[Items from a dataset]
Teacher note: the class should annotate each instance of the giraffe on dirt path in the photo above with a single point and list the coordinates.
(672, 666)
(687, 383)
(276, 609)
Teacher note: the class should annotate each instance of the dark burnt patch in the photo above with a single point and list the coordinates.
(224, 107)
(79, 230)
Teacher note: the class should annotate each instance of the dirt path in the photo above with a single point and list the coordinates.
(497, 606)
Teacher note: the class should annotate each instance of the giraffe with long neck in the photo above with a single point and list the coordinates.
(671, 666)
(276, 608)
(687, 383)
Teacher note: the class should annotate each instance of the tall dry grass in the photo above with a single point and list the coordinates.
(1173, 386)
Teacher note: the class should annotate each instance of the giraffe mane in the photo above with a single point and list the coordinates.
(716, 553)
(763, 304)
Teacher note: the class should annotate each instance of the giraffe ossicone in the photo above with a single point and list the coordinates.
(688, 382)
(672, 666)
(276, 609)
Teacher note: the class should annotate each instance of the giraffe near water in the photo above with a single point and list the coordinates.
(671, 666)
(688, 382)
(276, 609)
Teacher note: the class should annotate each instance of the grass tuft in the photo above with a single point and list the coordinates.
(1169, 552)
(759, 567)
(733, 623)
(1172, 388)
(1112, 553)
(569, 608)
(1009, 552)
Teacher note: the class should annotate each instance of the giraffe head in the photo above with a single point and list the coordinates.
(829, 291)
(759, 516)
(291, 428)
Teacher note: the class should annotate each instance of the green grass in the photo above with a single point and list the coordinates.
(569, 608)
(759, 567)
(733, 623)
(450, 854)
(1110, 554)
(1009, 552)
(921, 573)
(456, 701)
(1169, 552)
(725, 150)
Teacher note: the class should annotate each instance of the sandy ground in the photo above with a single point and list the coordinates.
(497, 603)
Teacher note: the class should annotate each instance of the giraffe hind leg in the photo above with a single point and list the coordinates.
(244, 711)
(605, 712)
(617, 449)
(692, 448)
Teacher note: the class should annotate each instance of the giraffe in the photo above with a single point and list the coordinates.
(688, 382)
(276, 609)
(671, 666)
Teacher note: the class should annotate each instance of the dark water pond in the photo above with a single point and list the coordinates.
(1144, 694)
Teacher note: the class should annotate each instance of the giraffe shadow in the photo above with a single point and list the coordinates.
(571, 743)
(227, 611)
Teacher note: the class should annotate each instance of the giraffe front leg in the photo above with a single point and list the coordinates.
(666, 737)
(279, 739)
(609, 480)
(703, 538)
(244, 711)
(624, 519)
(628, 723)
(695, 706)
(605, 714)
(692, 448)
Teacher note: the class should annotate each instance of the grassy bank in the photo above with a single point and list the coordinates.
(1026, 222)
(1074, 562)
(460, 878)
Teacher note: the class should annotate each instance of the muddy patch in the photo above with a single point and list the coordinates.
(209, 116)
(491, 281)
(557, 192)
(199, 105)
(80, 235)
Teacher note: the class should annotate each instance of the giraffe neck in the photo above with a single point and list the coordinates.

What you have to do
Starting with the line that contains "the giraffe front", return every line through the last one of the records, exactly as written.

Result of the task
Teacher note: the class should annotate each instance of the giraffe front leg in the photo above with a single point and list the coordinates.
(666, 737)
(279, 739)
(609, 480)
(703, 538)
(244, 711)
(624, 519)
(628, 723)
(695, 706)
(605, 714)
(692, 448)
Teacher note: the class should annotate each instance of the grassy bank in the photo above with a single point and list the coordinates.
(1026, 222)
(1074, 562)
(460, 878)
Teacher note: the class should annotate each instance of the muddy patch in the photo above with a single point and list the coordinates.
(209, 116)
(491, 281)
(557, 192)
(199, 105)
(80, 235)
Teacher note: the class should annotate each instance of the giraffe neck in the photo above with a single point and list the coordinates.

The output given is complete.